When an app is running in the development server, sending an XMPP chat message or
invitation causes the server to print the message to the console. The development server
does not contact the XMPP service or send messages.
The APIs for calling the XMPP service are straightforward. In Python, each major action
is a function in the google.appengine.api.xmpp module. In Java, each action is a method
of an XMPPService object, which you get from XMPPServiceFactory.getXMPPService().
(There is no Java standard API for this one.)


Sending a Chat Invitation
To invite a user to chat in Python, you call the send_invite() method. It takes the
recipient JID as its first argument, and an optional sender JID (from_jid) as its second
argument. By default, it uses app-id@appspot.com as the sender JID.
    from google.appengine.api import xmpp

    jid = 'juliet@example.com'

    xmpp.send_invite(jid)   # from app-id@appspot.com

    xmpp.send_invite(jid, from_jid='support@app-id.appspotchat.com') # from a custom JID

In Java, each JID is represented by a JID object, which you create by passing the
address as a string to the JID constructor. To send an invitation, you call the
sendInvitation() method with either one or two arguments:
    import com.google.appengine.api.xmpp.JID;
    import com.google.appengine.api.xmpp.XMPPService;
    import com.google.appengine.api.xmpp.XMPPServiceFactory;

    // ...

DATASET ROWS =
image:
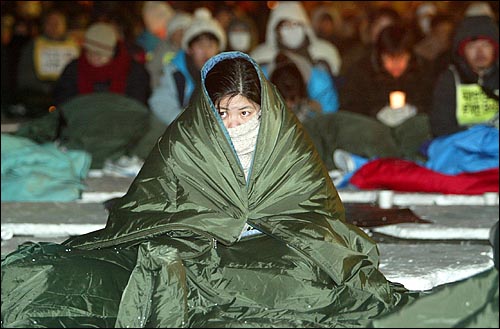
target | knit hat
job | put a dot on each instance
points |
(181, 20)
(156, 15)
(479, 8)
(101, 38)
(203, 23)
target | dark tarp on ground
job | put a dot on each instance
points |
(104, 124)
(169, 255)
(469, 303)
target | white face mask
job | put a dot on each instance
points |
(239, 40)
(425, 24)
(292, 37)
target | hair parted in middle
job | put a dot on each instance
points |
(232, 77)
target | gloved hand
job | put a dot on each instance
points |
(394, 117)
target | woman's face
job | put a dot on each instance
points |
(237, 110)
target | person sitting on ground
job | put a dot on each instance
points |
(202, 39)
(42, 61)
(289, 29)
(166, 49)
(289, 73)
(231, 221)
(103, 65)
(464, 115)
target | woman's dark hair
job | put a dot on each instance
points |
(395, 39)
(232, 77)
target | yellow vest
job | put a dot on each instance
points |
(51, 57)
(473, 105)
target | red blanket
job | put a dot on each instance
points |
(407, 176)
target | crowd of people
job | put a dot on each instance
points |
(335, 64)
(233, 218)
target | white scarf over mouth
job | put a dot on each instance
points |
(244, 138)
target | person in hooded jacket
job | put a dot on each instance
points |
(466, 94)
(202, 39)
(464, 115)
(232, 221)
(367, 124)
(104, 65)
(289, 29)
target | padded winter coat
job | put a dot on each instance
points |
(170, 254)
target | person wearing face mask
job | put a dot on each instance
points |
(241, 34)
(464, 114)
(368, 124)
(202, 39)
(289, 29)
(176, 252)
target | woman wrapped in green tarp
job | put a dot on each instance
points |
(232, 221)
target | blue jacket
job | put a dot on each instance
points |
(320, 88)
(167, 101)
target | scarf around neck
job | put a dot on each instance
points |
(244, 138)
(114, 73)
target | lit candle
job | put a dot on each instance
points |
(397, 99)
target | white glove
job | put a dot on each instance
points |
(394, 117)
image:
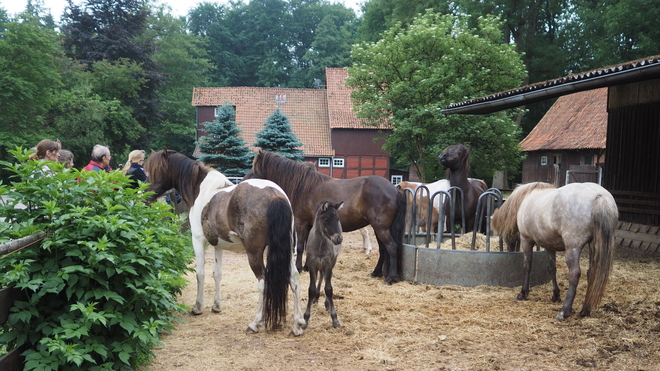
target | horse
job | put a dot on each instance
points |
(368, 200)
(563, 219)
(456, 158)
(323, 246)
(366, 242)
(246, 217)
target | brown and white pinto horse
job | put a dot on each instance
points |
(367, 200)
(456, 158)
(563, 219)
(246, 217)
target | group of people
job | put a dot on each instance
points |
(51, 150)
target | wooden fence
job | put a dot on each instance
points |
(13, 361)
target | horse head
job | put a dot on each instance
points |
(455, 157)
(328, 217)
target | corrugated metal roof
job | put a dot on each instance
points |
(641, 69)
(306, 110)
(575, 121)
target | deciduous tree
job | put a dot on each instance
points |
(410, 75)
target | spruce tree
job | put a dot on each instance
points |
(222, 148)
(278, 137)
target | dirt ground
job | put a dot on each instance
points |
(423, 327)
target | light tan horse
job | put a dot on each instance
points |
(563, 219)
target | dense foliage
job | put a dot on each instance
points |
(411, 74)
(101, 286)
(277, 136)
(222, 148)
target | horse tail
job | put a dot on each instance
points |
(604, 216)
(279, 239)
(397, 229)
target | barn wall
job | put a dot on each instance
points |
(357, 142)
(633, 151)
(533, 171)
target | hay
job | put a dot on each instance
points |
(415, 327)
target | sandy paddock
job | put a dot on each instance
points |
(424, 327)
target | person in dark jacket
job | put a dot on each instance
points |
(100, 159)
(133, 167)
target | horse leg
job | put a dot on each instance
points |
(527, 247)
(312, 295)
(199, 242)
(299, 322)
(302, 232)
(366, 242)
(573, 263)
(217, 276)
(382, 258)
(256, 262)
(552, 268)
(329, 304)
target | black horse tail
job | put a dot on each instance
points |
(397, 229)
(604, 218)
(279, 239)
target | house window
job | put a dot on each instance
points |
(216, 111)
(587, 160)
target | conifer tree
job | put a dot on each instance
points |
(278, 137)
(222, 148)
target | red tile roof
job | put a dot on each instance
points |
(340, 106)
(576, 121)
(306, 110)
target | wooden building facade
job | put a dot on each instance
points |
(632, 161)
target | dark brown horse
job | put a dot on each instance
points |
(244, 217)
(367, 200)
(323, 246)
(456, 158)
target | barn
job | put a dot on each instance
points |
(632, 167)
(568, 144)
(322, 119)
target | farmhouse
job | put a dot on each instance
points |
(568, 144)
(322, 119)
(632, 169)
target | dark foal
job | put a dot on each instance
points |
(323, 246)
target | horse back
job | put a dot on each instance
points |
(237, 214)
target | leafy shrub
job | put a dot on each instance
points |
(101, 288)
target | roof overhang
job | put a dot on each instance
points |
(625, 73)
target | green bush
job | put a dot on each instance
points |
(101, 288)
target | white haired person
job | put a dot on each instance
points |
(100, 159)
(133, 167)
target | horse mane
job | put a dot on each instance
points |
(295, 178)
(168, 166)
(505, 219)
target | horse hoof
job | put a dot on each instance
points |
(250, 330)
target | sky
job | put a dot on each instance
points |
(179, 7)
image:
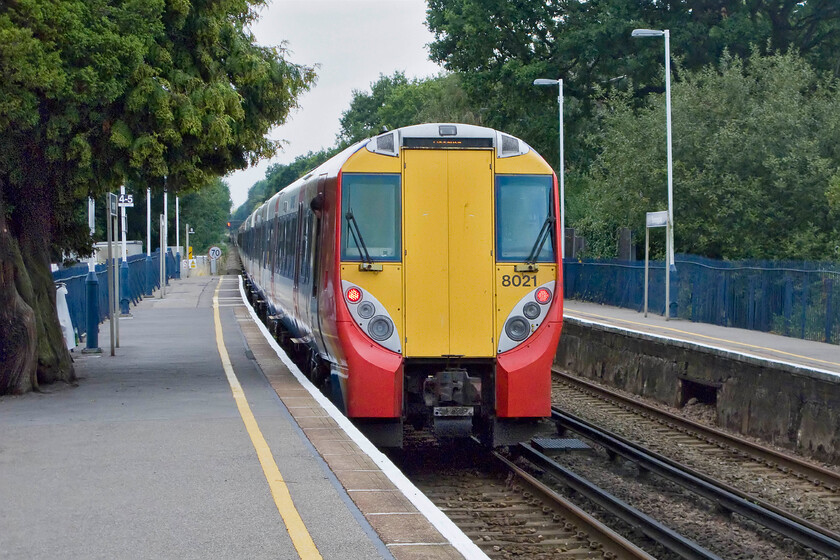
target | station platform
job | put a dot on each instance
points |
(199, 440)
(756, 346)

GIVEN PROBLEM = Quote the XMPP text from "When an app" down to "for this one.)", word for word.

WRITTEN RESPONSE =
When an app is running in the development server, sending an XMPP chat message or
invitation causes the server to print the message to the console. The development server
does not contact the XMPP service or send messages.
The APIs for calling the XMPP service are straightforward. In Python, each major action
is a function in the google.appengine.api.xmpp module. In Java, each action is a method
of an XMPPService object, which you get from XMPPServiceFactory.getXMPPService().
(There is no Java standard API for this one.)